* WHAT NEEDS TO BE DONE *
Copy all of the material below word for word, but leave the pictures out of your copy.

##############################

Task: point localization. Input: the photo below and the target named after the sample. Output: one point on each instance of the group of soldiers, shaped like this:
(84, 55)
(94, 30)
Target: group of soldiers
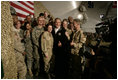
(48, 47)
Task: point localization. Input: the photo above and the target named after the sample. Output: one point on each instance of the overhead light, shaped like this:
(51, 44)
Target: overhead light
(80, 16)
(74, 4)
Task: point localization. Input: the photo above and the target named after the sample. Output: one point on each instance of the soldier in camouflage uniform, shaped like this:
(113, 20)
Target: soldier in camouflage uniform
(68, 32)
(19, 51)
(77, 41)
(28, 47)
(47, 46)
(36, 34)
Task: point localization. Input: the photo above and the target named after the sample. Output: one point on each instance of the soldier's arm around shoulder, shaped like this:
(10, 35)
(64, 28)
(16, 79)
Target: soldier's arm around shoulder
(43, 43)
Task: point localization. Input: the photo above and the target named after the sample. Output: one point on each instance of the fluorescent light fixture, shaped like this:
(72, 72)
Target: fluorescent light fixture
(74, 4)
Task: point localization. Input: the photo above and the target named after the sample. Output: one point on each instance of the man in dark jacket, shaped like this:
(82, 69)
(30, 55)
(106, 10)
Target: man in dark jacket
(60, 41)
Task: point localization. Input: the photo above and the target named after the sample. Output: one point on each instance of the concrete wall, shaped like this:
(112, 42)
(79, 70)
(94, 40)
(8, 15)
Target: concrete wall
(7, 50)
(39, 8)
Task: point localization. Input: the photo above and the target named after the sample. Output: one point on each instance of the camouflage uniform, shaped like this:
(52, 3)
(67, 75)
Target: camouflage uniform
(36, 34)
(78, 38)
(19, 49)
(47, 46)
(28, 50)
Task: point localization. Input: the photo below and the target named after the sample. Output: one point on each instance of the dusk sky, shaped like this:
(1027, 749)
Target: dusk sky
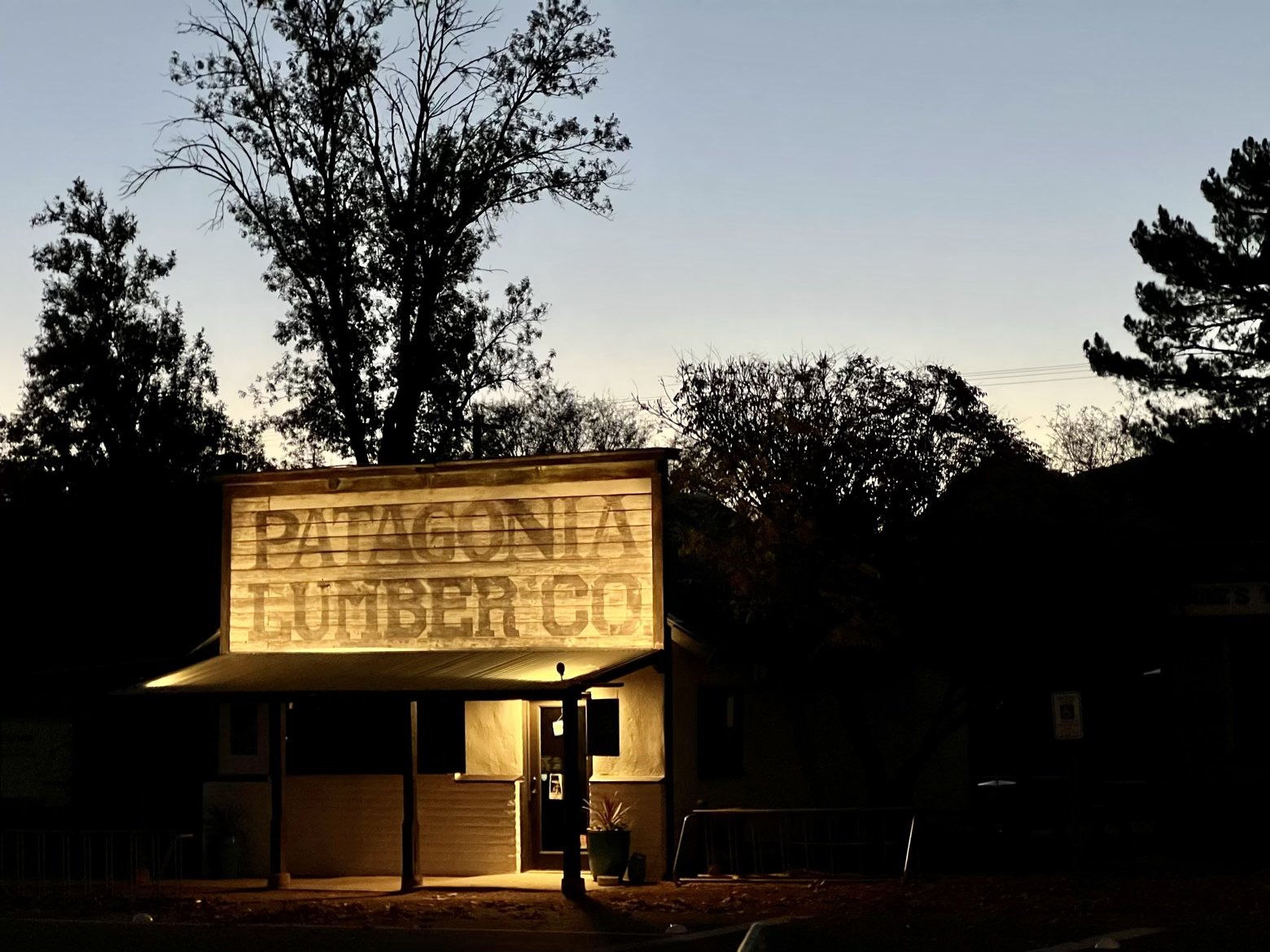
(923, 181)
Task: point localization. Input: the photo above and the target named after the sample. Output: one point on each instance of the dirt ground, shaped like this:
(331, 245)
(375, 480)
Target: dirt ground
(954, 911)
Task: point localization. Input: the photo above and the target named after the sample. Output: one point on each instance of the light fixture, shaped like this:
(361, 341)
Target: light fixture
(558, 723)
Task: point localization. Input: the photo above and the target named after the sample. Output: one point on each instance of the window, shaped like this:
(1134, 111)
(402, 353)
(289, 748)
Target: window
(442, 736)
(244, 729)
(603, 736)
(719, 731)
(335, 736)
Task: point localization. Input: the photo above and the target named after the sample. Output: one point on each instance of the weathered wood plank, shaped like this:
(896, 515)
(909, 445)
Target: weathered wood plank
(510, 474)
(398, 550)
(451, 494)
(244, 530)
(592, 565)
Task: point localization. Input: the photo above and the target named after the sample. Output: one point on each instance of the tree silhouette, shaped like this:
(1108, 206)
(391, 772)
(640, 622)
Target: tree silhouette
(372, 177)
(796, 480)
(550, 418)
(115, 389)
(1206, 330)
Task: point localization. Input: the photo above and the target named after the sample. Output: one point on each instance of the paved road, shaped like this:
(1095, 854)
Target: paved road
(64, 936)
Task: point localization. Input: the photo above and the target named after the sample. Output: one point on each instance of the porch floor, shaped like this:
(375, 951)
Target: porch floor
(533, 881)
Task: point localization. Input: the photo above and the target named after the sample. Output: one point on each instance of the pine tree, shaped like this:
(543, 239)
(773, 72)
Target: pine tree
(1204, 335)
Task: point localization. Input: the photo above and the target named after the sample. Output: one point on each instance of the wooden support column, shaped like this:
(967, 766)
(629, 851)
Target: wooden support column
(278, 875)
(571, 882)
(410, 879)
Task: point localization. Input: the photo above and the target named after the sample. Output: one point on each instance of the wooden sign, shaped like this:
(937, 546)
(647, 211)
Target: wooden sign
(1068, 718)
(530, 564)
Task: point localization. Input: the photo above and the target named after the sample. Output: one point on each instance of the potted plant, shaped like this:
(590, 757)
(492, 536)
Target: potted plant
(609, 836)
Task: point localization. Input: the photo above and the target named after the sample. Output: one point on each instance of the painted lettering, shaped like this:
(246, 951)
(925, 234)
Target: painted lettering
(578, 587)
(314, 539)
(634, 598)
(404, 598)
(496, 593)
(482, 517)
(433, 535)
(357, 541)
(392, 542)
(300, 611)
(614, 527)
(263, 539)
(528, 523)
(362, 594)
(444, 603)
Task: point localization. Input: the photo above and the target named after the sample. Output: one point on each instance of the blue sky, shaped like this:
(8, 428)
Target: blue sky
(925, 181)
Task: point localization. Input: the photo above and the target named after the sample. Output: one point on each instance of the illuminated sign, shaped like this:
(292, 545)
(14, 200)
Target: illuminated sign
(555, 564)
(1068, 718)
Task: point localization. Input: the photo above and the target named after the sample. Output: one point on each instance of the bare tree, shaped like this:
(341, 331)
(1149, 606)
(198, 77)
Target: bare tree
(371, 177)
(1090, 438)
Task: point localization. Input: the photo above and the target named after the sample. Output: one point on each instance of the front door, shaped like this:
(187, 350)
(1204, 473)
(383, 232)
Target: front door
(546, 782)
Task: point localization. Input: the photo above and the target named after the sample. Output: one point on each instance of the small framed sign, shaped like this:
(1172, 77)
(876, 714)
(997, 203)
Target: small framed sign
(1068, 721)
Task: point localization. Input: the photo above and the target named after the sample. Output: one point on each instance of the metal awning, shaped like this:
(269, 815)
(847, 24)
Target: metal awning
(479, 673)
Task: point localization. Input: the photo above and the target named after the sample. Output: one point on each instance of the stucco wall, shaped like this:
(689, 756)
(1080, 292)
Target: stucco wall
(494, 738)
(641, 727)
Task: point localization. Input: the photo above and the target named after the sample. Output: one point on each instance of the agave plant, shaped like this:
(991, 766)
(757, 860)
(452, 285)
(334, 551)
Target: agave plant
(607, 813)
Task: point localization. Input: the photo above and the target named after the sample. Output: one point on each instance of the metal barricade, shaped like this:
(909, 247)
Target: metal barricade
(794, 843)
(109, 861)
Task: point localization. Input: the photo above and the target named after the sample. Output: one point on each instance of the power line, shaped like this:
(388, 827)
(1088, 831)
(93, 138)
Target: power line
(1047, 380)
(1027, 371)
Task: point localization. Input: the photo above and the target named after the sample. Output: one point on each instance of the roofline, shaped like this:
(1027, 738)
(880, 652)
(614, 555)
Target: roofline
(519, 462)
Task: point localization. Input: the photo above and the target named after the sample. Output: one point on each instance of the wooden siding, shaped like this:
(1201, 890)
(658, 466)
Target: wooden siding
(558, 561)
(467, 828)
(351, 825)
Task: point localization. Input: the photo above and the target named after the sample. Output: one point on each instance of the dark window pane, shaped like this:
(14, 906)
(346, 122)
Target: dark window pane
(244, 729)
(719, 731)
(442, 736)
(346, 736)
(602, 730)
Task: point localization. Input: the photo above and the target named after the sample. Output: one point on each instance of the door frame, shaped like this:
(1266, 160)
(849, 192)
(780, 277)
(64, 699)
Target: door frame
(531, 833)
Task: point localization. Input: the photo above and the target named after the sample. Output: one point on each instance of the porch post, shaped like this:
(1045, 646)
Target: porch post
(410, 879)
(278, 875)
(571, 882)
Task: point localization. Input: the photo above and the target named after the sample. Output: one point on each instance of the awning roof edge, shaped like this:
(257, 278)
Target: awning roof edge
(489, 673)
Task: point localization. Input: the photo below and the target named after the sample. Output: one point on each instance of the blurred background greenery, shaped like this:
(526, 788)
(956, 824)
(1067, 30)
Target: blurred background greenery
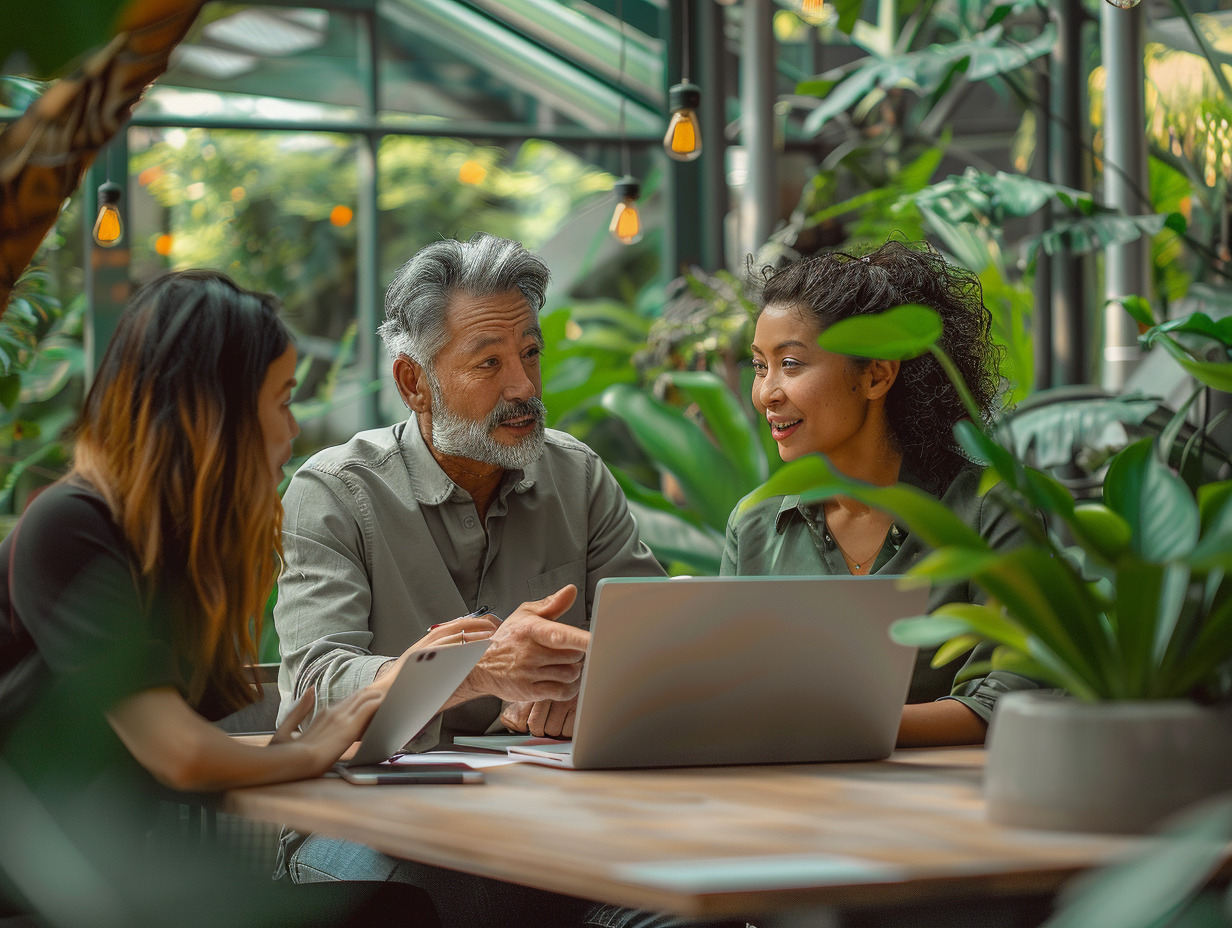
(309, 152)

##############################

* FINAL RESULT *
Task: point localization. Input: the photo below and the target named after the sample. Output: one point on each instance of the group of soldiers, shaped like this:
(84, 55)
(94, 30)
Target: group of soldiers
(48, 47)
Task: point localization. Input: the photo above and the target named after the sample. Output: one point on each instance of the overhead light, shaped like this:
(51, 44)
Target: overhead light
(80, 16)
(74, 4)
Task: point localization. Input: the photo above and the target named after the sample. Output: one point on each instance of the soldier in camouflage uniform, shaped like this:
(113, 20)
Target: soldier in camouflage uniform
(68, 32)
(19, 51)
(77, 41)
(28, 47)
(47, 46)
(36, 34)
Task: point localization. Input: the photo above and the target named after the sample. Output: one point on each instance of the soldier's arm around shoulder, shaped like this:
(10, 35)
(64, 28)
(16, 79)
Target: soldier's arm around shoulder
(43, 43)
Task: point localization. Input: the photo above and the target named after the sample. Output: one point on each instance of the fluorescent light fixture, shaped like this:
(72, 72)
Target: fluorescent light fixture
(74, 4)
Task: point localization. Input: the photo above and the target named after the sample. Output: one point on each instance of the man in dark jacket, shaped like this:
(82, 69)
(30, 55)
(106, 10)
Target: man in dark jacket
(60, 41)
Task: point localization. Input: the photo above and the target named after the sample. Output: one point on each instance of the concrete wall, shaped like this:
(112, 42)
(79, 70)
(94, 40)
(8, 15)
Target: concrete wall
(7, 50)
(39, 8)
Task: point localization. Input: the photo above and the target named after the sample. Output: one point on each instance of the camouflage uniform, shaped like this:
(52, 3)
(67, 75)
Target: camouflage uniform
(36, 34)
(78, 38)
(19, 49)
(47, 46)
(28, 50)
Task: point localization. Input: the photo below and the target named after the sample. Output: one point on each instance of the dusk sky, shaped like this:
(1027, 749)
Target: dusk sky
(923, 181)
Task: point localization. Input: the photo above and the target named after the sample. Output: one point on each instance of the dirt ground, shaped like this:
(331, 245)
(375, 480)
Target: dirt ground
(954, 911)
Task: point localization. Input: the photo above and the target named after the sample. Output: one point on each instance of the light fixture, shaped like this:
(361, 341)
Target: light fixture
(558, 723)
Task: point localization. Input: the photo above and the target named after the sample. Output: one point on each instance of the window, shaped like this:
(1134, 111)
(402, 353)
(289, 748)
Target: window
(442, 736)
(244, 729)
(603, 736)
(719, 731)
(335, 736)
Task: point localization. Input: the photo above and the target named after the sample. Output: one point on each instance of the weathered wood plank, shaped like this:
(896, 515)
(909, 445)
Target: weathered wood plank
(510, 474)
(398, 550)
(451, 494)
(244, 530)
(592, 565)
Task: point localization. Input: the photo above and the target named after the sample. Output: one point on each instance of the tree silhouette, shaped like this:
(1108, 206)
(391, 772)
(640, 622)
Target: tree silhouette
(372, 177)
(796, 480)
(550, 418)
(115, 389)
(1206, 330)
Task: point localization. Input: the photo above and the target named after the sample. Output: one point on each instance of the paved road, shaped like this:
(1095, 854)
Target: paved road
(64, 936)
Task: point localization. Input: the photo above and the target named after the sample. Output: one point on each instance of the porch floor, shaped like this:
(375, 951)
Target: porch floor
(533, 881)
Task: point localization. Input: the photo above and the target named after the sample. Output: one point on each instance of the pine tree, shaped like this:
(543, 239)
(773, 72)
Target: pine tree
(1204, 335)
Task: point localization. Input: the photo above and the target named after the sample. Output: one point on each instance of the wooden support column, shaped like this:
(967, 766)
(629, 851)
Target: wooden support column
(278, 875)
(571, 882)
(410, 879)
Task: point localization. Input: the photo above and the target named after the sample. Output: one point on each instance of the wooden sign, shaped like this:
(937, 546)
(647, 211)
Target: wooden sign
(1068, 718)
(530, 564)
Task: point localization. Input: the photo above and the target named after the sample. Output: one point on each instance of the potted plant, shaped like this:
(590, 757)
(492, 536)
Target: potted plant
(609, 836)
Task: point localization. Input: the photo above and the target named after the sample. Output: one point on each instance of the painted lettering, shaped like this:
(246, 951)
(925, 234)
Target: painted lettering
(578, 587)
(314, 539)
(634, 598)
(404, 598)
(496, 593)
(482, 517)
(433, 535)
(357, 541)
(392, 542)
(300, 611)
(614, 527)
(263, 539)
(528, 523)
(362, 594)
(444, 603)
Task: point localization. Input: the photo above and the target named after the sample. Output: one point on each instance of the blue sky, shaped like this:
(8, 428)
Target: blue sky
(925, 181)
Task: point localization. Input: the photo above and the target named after the sample. Output: one point on each instance of the illuminated sign, shaped like this:
(292, 545)
(14, 200)
Target: illuminated sign
(555, 564)
(1068, 718)
Task: point localization. Input: the photo above and the target named after the sample. Output: one point on each instance of the bare tree, shaped like this:
(341, 331)
(1149, 606)
(198, 77)
Target: bare tree
(371, 177)
(1090, 438)
Task: point localization. Input: the photo above and the target named after the sample. Output: one point on each instance of the front door, shaped like this:
(187, 350)
(1204, 473)
(383, 232)
Target: front door
(546, 782)
Task: point localization. Input: the photo above and the target named after the sample. Output: one point on each instance of the small framed sign, shaped like this:
(1172, 77)
(876, 714)
(997, 203)
Target: small framed sign
(1068, 721)
Task: point localization. Input: the photo above and the target named after the sample. Output: one point on each instance of the metal awning, shaped like this:
(269, 815)
(847, 24)
Target: metal awning
(479, 673)
Task: point localization. Input: the photo above and the target named after the sample. Output: one point on each instance of the stucco wall, shaped like this:
(689, 756)
(1080, 292)
Target: stucco wall
(494, 738)
(641, 727)
Task: point localization. Input: the photo above and the target named after the sample. Output: one point on each instance of the agave plant, shaped like this:
(991, 766)
(757, 860)
(452, 285)
(334, 551)
Target: agave plant
(607, 813)
Task: point localization. Input: the photo above and the target named after the sample. Output: one point on each instance of the metal barricade, shaped like this:
(909, 247)
Target: metal barricade
(794, 843)
(109, 861)
Task: point localization. Input: the photo above and the target named after the sample. Output: one point on each instance of the power line, shaped like this:
(388, 827)
(1088, 831)
(93, 138)
Target: power line
(1047, 380)
(1027, 371)
Task: point localization. Input: the photo above and the target named after the sample. Output: one point on each instance of the roofline, shaped like this:
(1027, 738)
(880, 652)
(614, 555)
Target: roofline
(519, 462)
Task: point localization. Input: the photo above and the target named after the sample. Output: one point on each instance of the wooden siding, shaped like this:
(1201, 890)
(658, 466)
Target: wooden siding
(558, 561)
(467, 828)
(351, 825)
Task: point localization. Input: the photo above and the target named after the sample. Output: one point on each instance of the dark window pane, shaped like this:
(14, 906)
(346, 122)
Target: dark window pane
(244, 729)
(719, 731)
(442, 736)
(346, 736)
(602, 730)
Task: point localization. Input: the photo above and the target named after the sample. Output: one point on each instance of the door frame, shaped like this:
(1266, 160)
(849, 192)
(780, 277)
(64, 699)
Target: door frame
(531, 833)
Task: point localization. Input: the photo above and the target named after the sample. Output: one point on each instance of the porch post, shaped like this:
(1045, 646)
Target: porch post
(410, 879)
(278, 875)
(571, 882)
Task: point localization. Input: the photo above and the target named after the sample. Output: one point on each instance of the awning roof edge, shaped like this:
(257, 278)
Target: awning roof edge
(489, 673)
Task: point localization. Input: the photo below and the target named after the sample. Output: one point on each instance of the blurred background greenery, shaped like this:
(526, 788)
(956, 824)
(1067, 30)
Target: blurred background greenery
(309, 152)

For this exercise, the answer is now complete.